Source text

---+---

The raw results include caterers, photographers and shops. I filtered them to keep only venues such as castles, mansions and estates. Duplicates are also removed.

df_places_filtered <- df_places_final %>%
  dplyr::filter(grepl("castle|chateau|domaine|manoir|ferme", name, ignore.case = TRUE)) %>%
  dplyr::distinct(place_id, .keep_all = TRUE)

With {leaflet}, I visualised the locations on a map.

leaflet() %>%
  addTiles() %>% # Add default OpenStreetMap map tiles
  addMarkers(lng = df_places_filtered$lng, lat = df_places_filtered$lat, popup = df_places_filtered$name)

Getting venue websites

The first API call does not return website URLs, but google_place_details() does. Using {purrr}, I applied a small function to fetch them.

get_website <- function(place_id) {
  # print(place_id)
  place_id <- as.character(place_id)
  dat <- googleway::google_place_details(place_id = place_id, key = google_key$key)
  res <- ifelse(is.null(dat$result$website), "no_website", dat$result$website)
  return(res)
}

website_list <- df_places_filtered$place_id %>%
  purrr::map(get_website) %>%
  unlist()
df_places_filtered$website <- website_list

I removed venues without websites and cleaned up the remaining URLs for later use in web scraping.

df_places_filtered <- df_places_filtered %>%
  dplyr::filter(website != "no_website") %>%
  dplyr::mutate(website = gsub("\\,.*", "", website)) %>%
  dplyr::mutate(website = gsub("com/fr", "com", website)) %>%
  dplyr::mutate(website_contact = paste0(website, "contact"))

The list of venues is now “clean” we can start the web scraping to obtain venues’ emails.

Scraping websites for emails

Google does not provide emails, so I scraped the websites using {rvest}. Most venues list emails on their home or contact page. A simple function handles this, with tryCatch() to skip broken URLs.

---+---

Excerpted records
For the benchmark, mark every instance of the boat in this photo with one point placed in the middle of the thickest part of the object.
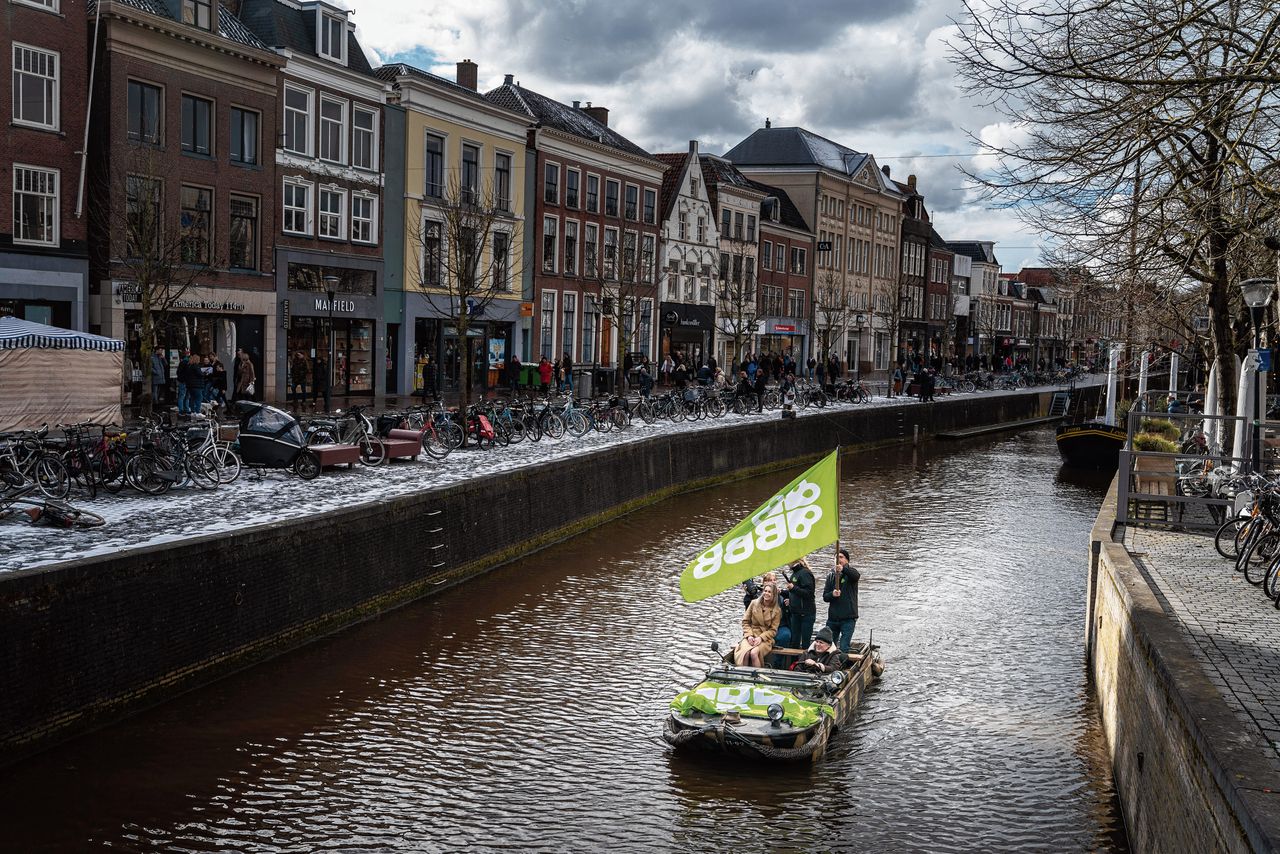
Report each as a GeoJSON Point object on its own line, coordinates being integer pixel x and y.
{"type": "Point", "coordinates": [764, 712]}
{"type": "Point", "coordinates": [772, 715]}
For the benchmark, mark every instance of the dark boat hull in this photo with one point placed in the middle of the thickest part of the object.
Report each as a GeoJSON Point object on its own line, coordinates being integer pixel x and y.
{"type": "Point", "coordinates": [1091, 444]}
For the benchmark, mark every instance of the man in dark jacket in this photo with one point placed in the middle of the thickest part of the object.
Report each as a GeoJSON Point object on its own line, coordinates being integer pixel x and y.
{"type": "Point", "coordinates": [800, 593]}
{"type": "Point", "coordinates": [823, 658]}
{"type": "Point", "coordinates": [841, 594]}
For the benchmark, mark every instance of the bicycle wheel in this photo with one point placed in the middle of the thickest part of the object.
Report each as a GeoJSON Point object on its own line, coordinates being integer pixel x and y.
{"type": "Point", "coordinates": [51, 476]}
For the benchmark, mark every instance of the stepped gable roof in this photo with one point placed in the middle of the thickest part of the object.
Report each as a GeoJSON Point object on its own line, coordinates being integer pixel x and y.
{"type": "Point", "coordinates": [795, 147]}
{"type": "Point", "coordinates": [675, 164]}
{"type": "Point", "coordinates": [402, 69]}
{"type": "Point", "coordinates": [282, 24]}
{"type": "Point", "coordinates": [228, 26]}
{"type": "Point", "coordinates": [562, 117]}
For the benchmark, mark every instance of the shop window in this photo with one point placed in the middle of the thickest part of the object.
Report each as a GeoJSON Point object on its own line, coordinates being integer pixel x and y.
{"type": "Point", "coordinates": [196, 224]}
{"type": "Point", "coordinates": [243, 232]}
{"type": "Point", "coordinates": [35, 87]}
{"type": "Point", "coordinates": [35, 205]}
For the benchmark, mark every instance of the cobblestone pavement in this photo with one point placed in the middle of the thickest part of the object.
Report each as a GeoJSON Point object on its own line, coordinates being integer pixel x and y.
{"type": "Point", "coordinates": [1230, 625]}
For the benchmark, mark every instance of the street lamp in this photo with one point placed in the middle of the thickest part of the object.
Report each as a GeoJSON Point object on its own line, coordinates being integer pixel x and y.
{"type": "Point", "coordinates": [330, 283]}
{"type": "Point", "coordinates": [1257, 295]}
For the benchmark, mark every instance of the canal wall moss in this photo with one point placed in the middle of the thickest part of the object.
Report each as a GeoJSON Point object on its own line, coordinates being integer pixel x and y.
{"type": "Point", "coordinates": [1187, 777]}
{"type": "Point", "coordinates": [87, 642]}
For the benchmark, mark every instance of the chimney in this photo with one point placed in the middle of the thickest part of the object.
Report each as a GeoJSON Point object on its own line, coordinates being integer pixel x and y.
{"type": "Point", "coordinates": [469, 74]}
{"type": "Point", "coordinates": [598, 113]}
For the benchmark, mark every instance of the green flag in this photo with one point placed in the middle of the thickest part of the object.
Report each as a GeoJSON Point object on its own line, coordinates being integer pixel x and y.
{"type": "Point", "coordinates": [801, 517]}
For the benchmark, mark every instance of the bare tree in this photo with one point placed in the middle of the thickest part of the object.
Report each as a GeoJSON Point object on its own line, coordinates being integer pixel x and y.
{"type": "Point", "coordinates": [465, 242]}
{"type": "Point", "coordinates": [159, 250]}
{"type": "Point", "coordinates": [1143, 124]}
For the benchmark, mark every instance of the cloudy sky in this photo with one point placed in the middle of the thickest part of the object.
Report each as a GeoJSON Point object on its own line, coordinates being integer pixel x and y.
{"type": "Point", "coordinates": [871, 74]}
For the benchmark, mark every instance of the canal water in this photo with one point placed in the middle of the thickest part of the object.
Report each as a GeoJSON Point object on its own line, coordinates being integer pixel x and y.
{"type": "Point", "coordinates": [522, 709]}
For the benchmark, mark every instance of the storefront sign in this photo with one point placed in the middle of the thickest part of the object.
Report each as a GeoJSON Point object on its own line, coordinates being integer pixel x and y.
{"type": "Point", "coordinates": [338, 305]}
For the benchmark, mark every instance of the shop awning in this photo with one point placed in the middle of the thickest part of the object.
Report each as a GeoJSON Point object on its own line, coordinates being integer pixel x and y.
{"type": "Point", "coordinates": [26, 334]}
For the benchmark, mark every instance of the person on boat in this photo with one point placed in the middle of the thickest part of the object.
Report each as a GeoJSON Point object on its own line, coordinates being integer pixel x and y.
{"type": "Point", "coordinates": [800, 594]}
{"type": "Point", "coordinates": [822, 657]}
{"type": "Point", "coordinates": [841, 597]}
{"type": "Point", "coordinates": [759, 628]}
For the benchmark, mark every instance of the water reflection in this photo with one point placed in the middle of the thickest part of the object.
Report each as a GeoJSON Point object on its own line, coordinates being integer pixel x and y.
{"type": "Point", "coordinates": [524, 709]}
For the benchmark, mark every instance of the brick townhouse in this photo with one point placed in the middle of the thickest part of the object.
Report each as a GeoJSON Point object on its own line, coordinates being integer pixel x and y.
{"type": "Point", "coordinates": [44, 255]}
{"type": "Point", "coordinates": [184, 112]}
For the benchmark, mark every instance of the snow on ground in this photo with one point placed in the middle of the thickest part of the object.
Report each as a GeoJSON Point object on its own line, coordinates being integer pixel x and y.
{"type": "Point", "coordinates": [136, 520]}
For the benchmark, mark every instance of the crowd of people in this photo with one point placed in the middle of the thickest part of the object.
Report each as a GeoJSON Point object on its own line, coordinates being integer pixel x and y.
{"type": "Point", "coordinates": [781, 612]}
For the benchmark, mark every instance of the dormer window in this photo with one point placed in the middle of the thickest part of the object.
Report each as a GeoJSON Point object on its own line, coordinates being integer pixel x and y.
{"type": "Point", "coordinates": [197, 13]}
{"type": "Point", "coordinates": [333, 39]}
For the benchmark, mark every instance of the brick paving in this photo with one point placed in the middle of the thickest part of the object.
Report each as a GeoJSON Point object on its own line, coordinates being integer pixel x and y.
{"type": "Point", "coordinates": [1230, 625]}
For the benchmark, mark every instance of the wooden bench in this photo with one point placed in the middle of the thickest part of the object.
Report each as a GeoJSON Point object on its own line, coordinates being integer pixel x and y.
{"type": "Point", "coordinates": [337, 455]}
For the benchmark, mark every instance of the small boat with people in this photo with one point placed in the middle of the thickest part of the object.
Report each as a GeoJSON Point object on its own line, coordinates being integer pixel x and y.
{"type": "Point", "coordinates": [743, 706]}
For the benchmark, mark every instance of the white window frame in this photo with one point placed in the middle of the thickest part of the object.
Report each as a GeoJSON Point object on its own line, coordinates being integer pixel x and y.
{"type": "Point", "coordinates": [321, 19]}
{"type": "Point", "coordinates": [341, 217]}
{"type": "Point", "coordinates": [373, 141]}
{"type": "Point", "coordinates": [55, 94]}
{"type": "Point", "coordinates": [342, 128]}
{"type": "Point", "coordinates": [371, 219]}
{"type": "Point", "coordinates": [307, 210]}
{"type": "Point", "coordinates": [56, 202]}
{"type": "Point", "coordinates": [309, 137]}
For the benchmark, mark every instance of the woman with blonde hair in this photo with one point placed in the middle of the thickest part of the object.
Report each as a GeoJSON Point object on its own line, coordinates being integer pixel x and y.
{"type": "Point", "coordinates": [759, 626]}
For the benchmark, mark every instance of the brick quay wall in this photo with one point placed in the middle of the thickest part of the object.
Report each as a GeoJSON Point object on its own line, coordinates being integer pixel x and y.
{"type": "Point", "coordinates": [87, 642]}
{"type": "Point", "coordinates": [1188, 773]}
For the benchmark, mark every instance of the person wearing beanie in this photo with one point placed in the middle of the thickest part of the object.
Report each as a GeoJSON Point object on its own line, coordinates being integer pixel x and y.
{"type": "Point", "coordinates": [822, 657]}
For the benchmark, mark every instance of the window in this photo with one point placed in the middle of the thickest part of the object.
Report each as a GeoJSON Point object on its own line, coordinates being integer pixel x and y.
{"type": "Point", "coordinates": [196, 12]}
{"type": "Point", "coordinates": [35, 87]}
{"type": "Point", "coordinates": [432, 256]}
{"type": "Point", "coordinates": [364, 145]}
{"type": "Point", "coordinates": [297, 208]}
{"type": "Point", "coordinates": [501, 261]}
{"type": "Point", "coordinates": [632, 200]}
{"type": "Point", "coordinates": [547, 327]}
{"type": "Point", "coordinates": [243, 136]}
{"type": "Point", "coordinates": [798, 260]}
{"type": "Point", "coordinates": [590, 242]}
{"type": "Point", "coordinates": [195, 224]}
{"type": "Point", "coordinates": [35, 205]}
{"type": "Point", "coordinates": [297, 119]}
{"type": "Point", "coordinates": [611, 254]}
{"type": "Point", "coordinates": [611, 197]}
{"type": "Point", "coordinates": [243, 232]}
{"type": "Point", "coordinates": [502, 182]}
{"type": "Point", "coordinates": [470, 173]}
{"type": "Point", "coordinates": [551, 191]}
{"type": "Point", "coordinates": [434, 165]}
{"type": "Point", "coordinates": [144, 215]}
{"type": "Point", "coordinates": [571, 181]}
{"type": "Point", "coordinates": [333, 204]}
{"type": "Point", "coordinates": [333, 129]}
{"type": "Point", "coordinates": [144, 113]}
{"type": "Point", "coordinates": [196, 114]}
{"type": "Point", "coordinates": [333, 39]}
{"type": "Point", "coordinates": [364, 218]}
{"type": "Point", "coordinates": [570, 310]}
{"type": "Point", "coordinates": [549, 228]}
{"type": "Point", "coordinates": [570, 247]}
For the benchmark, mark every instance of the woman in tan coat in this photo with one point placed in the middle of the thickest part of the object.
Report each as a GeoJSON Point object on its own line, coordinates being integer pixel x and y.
{"type": "Point", "coordinates": [759, 626]}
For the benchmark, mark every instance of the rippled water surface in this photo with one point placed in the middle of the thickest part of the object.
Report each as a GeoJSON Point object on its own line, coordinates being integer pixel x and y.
{"type": "Point", "coordinates": [522, 711]}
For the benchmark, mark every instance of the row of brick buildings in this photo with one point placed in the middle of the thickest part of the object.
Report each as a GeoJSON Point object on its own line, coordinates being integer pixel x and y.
{"type": "Point", "coordinates": [248, 150]}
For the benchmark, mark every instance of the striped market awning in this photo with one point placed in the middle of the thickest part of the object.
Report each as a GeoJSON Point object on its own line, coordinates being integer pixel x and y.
{"type": "Point", "coordinates": [24, 334]}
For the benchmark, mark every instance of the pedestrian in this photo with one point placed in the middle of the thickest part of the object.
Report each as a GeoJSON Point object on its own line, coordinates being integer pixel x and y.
{"type": "Point", "coordinates": [841, 598]}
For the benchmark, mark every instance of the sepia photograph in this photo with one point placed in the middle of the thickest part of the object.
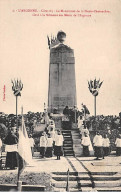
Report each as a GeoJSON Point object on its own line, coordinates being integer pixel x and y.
{"type": "Point", "coordinates": [60, 96]}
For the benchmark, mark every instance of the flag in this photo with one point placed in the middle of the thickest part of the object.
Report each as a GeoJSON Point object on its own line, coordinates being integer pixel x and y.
{"type": "Point", "coordinates": [24, 149]}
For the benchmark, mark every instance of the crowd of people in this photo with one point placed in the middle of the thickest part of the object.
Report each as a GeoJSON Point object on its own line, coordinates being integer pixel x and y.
{"type": "Point", "coordinates": [50, 144]}
{"type": "Point", "coordinates": [51, 140]}
{"type": "Point", "coordinates": [101, 145]}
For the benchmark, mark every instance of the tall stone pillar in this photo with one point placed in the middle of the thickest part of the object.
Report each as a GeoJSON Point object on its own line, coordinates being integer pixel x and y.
{"type": "Point", "coordinates": [62, 85]}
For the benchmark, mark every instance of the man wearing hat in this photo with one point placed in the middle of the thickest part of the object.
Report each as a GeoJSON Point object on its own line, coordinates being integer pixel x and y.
{"type": "Point", "coordinates": [98, 145]}
{"type": "Point", "coordinates": [85, 143]}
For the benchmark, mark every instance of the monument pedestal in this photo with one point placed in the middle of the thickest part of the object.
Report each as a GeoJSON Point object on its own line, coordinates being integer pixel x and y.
{"type": "Point", "coordinates": [58, 120]}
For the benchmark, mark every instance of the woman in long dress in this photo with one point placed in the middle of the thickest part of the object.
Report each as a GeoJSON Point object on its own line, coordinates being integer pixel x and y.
{"type": "Point", "coordinates": [49, 146]}
{"type": "Point", "coordinates": [10, 142]}
{"type": "Point", "coordinates": [98, 145]}
{"type": "Point", "coordinates": [106, 145]}
{"type": "Point", "coordinates": [85, 143]}
{"type": "Point", "coordinates": [43, 142]}
{"type": "Point", "coordinates": [58, 149]}
{"type": "Point", "coordinates": [118, 146]}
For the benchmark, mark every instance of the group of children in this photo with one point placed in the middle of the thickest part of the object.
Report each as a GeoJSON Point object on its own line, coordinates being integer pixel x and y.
{"type": "Point", "coordinates": [51, 142]}
{"type": "Point", "coordinates": [101, 145]}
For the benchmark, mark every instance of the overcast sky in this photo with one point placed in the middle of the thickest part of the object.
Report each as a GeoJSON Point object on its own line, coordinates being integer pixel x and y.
{"type": "Point", "coordinates": [24, 52]}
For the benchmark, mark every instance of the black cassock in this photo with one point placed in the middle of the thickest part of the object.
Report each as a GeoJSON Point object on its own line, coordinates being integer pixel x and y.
{"type": "Point", "coordinates": [11, 157]}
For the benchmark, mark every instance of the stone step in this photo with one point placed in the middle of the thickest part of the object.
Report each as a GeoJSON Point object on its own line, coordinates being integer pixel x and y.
{"type": "Point", "coordinates": [108, 183]}
{"type": "Point", "coordinates": [68, 145]}
{"type": "Point", "coordinates": [107, 189]}
{"type": "Point", "coordinates": [70, 155]}
{"type": "Point", "coordinates": [71, 178]}
{"type": "Point", "coordinates": [65, 173]}
{"type": "Point", "coordinates": [67, 148]}
{"type": "Point", "coordinates": [105, 178]}
{"type": "Point", "coordinates": [64, 190]}
{"type": "Point", "coordinates": [88, 189]}
{"type": "Point", "coordinates": [63, 184]}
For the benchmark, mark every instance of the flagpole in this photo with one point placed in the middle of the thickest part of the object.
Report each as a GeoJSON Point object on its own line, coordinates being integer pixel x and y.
{"type": "Point", "coordinates": [19, 183]}
{"type": "Point", "coordinates": [16, 115]}
{"type": "Point", "coordinates": [95, 111]}
{"type": "Point", "coordinates": [95, 106]}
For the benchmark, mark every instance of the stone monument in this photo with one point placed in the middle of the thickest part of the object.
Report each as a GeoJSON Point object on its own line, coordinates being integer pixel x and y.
{"type": "Point", "coordinates": [62, 85]}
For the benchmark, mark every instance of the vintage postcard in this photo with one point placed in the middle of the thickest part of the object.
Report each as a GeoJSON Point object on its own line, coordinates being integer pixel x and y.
{"type": "Point", "coordinates": [60, 95]}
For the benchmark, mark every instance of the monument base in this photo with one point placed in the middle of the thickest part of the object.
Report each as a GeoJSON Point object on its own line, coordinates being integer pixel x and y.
{"type": "Point", "coordinates": [57, 119]}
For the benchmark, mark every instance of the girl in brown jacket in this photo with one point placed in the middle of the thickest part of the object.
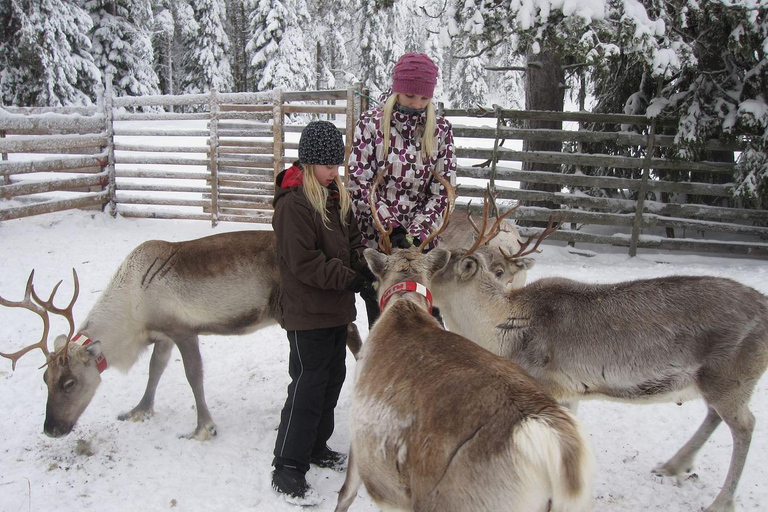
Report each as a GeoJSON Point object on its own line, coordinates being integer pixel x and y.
{"type": "Point", "coordinates": [319, 251]}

---+---

Required work
• 1. List every keyword in the name-filter pattern of the venue-scraping tutorial above.
• 2. According to the venue-scraping tutorial, what value does get_website return for a place that has no website?
• 3. Continue the venue-scraping tutorial from its last sentence.

Outputs for the tasks
• 1. castle, chateau, domaine, manoir, ferme

• 2. It returns "no_website".

• 3.
extract_email <- function(website) {
  # print(website)
  url_test <- tryCatch(xml2::read_html(website), error = function(e) print("url_error"))
  if (url_test == "url_error") {
    return(NA)
  } else {
    text_web <- xml2::read_html(website) %>%
      rvest::html_text()
    email_text <- unlist(regmatches(text_web, gregexpr("([_a-z0-9-]+(\\.[_a-z0-9-]+)*@[a-z0-9-]+(\\.[a-z0-9-]+)*(\\.[a-z]{2,4}))", text_web)))
    email_text <- gsub("\n", "", email_text)
    email_text <- gsub(" ", "", email_text)
    return(email_text[1])
  }
}
# web scraping home page
email_list <- df_places_filtered$website %>%
  purrr::map(extract_email) %>%
  unlist()
df_places_filtered$email <- email_list
# web scraping contact page
email_list <- df_places_filtered$website_contact %>%
  purrr::map(extract_email) %>%
  unlist()
df_places_filtered$email_contact <- email_list
# merge email and email_contact
df_places_filtered <- df_places_filtered %>%
  dplyr::mutate(email = ifelse(is.na(email), email_contact, email)) %>%
  dplyr::filter(!is.na(email)) %>%
  dplyr::select(-email_contact, -types)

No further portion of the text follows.